+++ LISTING +++

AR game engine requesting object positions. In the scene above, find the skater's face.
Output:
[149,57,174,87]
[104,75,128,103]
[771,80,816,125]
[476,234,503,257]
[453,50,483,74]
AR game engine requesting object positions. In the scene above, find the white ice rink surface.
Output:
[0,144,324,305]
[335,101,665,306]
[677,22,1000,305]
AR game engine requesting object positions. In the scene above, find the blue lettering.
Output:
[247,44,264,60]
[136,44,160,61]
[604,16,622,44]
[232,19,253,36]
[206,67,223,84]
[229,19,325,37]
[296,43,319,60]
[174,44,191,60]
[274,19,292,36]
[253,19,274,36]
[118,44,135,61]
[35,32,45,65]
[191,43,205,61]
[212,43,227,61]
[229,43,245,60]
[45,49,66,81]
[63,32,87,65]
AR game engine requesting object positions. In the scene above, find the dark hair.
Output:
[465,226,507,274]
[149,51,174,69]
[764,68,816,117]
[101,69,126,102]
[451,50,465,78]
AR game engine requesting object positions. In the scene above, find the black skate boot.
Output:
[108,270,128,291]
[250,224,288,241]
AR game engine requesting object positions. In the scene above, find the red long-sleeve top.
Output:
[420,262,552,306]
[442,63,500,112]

+++

--- GOAL ---
Change "scene" to "frame" throughout these lines and keep everything else the same.

--- FULL OUTPUT ---
AR game engine requesting object positions. In the frame above, find the skater's face.
Output:
[149,57,174,87]
[104,75,128,103]
[771,80,816,125]
[476,234,503,257]
[453,50,483,74]
AR game engine requesting object positions. In the frame above, find the white ice rink surface.
Output:
[0,144,324,305]
[335,101,665,306]
[677,22,1000,305]
AR game engine requesting object positions. In the frame above, find the blue lettering.
Output:
[247,44,264,60]
[136,44,160,61]
[604,16,622,44]
[232,19,253,36]
[206,67,223,84]
[229,19,325,37]
[296,43,319,60]
[174,44,191,60]
[274,19,292,36]
[253,19,274,36]
[118,44,135,61]
[35,32,45,65]
[191,43,205,61]
[212,43,227,61]
[229,43,245,60]
[45,49,66,81]
[63,32,87,65]
AR game engine requesting object positions. In the frame above, find the dark hair.
Output:
[465,226,507,274]
[149,51,174,69]
[764,68,816,117]
[101,69,126,102]
[451,50,465,78]
AR game engine requesting object positions. In the frame above, find the black skate boot.
Output:
[108,270,128,291]
[250,224,288,241]
AR game engine requesting object positions. In the frame above, find the red long-sleeve top.
Output:
[420,262,552,306]
[442,63,500,112]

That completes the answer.